# Written exercise:
Can you copy out, word for word, the stretch of the records below from the line containing "Reviewer note: check that each instance of the fireplace tool" through the last line of the records, and nothing else?

# Rows:

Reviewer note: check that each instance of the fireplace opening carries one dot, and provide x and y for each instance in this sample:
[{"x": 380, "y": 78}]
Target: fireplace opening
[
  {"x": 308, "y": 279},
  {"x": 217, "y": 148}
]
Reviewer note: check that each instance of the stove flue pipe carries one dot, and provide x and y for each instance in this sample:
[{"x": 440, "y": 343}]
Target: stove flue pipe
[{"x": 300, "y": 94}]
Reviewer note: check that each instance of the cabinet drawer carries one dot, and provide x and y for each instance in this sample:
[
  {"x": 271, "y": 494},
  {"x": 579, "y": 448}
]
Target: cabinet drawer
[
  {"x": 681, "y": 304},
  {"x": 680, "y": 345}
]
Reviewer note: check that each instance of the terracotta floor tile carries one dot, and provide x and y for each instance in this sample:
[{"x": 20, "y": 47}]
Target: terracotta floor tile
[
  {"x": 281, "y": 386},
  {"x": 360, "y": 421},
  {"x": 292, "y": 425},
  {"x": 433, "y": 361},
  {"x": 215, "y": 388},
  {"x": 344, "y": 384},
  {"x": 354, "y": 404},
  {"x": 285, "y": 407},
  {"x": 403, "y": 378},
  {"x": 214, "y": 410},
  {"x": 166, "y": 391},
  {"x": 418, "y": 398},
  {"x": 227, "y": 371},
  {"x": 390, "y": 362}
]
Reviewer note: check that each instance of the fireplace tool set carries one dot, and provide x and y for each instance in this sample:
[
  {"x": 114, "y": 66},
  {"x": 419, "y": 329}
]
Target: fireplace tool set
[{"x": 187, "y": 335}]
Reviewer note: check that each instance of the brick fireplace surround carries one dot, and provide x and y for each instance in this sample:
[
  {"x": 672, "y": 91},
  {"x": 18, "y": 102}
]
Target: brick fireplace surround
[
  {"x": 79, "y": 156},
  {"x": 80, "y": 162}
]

# Response for this exercise:
Reviewer note: check that each instance of the fireplace tool set carries one dot, and provide x and y for each instance in this sample:
[
  {"x": 114, "y": 66},
  {"x": 419, "y": 329}
]
Target: fireplace tool set
[{"x": 187, "y": 335}]
Reviewer note: check that each instance of the brick fireplace surround carries one dot, and provide x and y for each instance in this sample:
[
  {"x": 672, "y": 91},
  {"x": 18, "y": 102}
]
Target: brick fireplace surround
[
  {"x": 79, "y": 156},
  {"x": 80, "y": 162}
]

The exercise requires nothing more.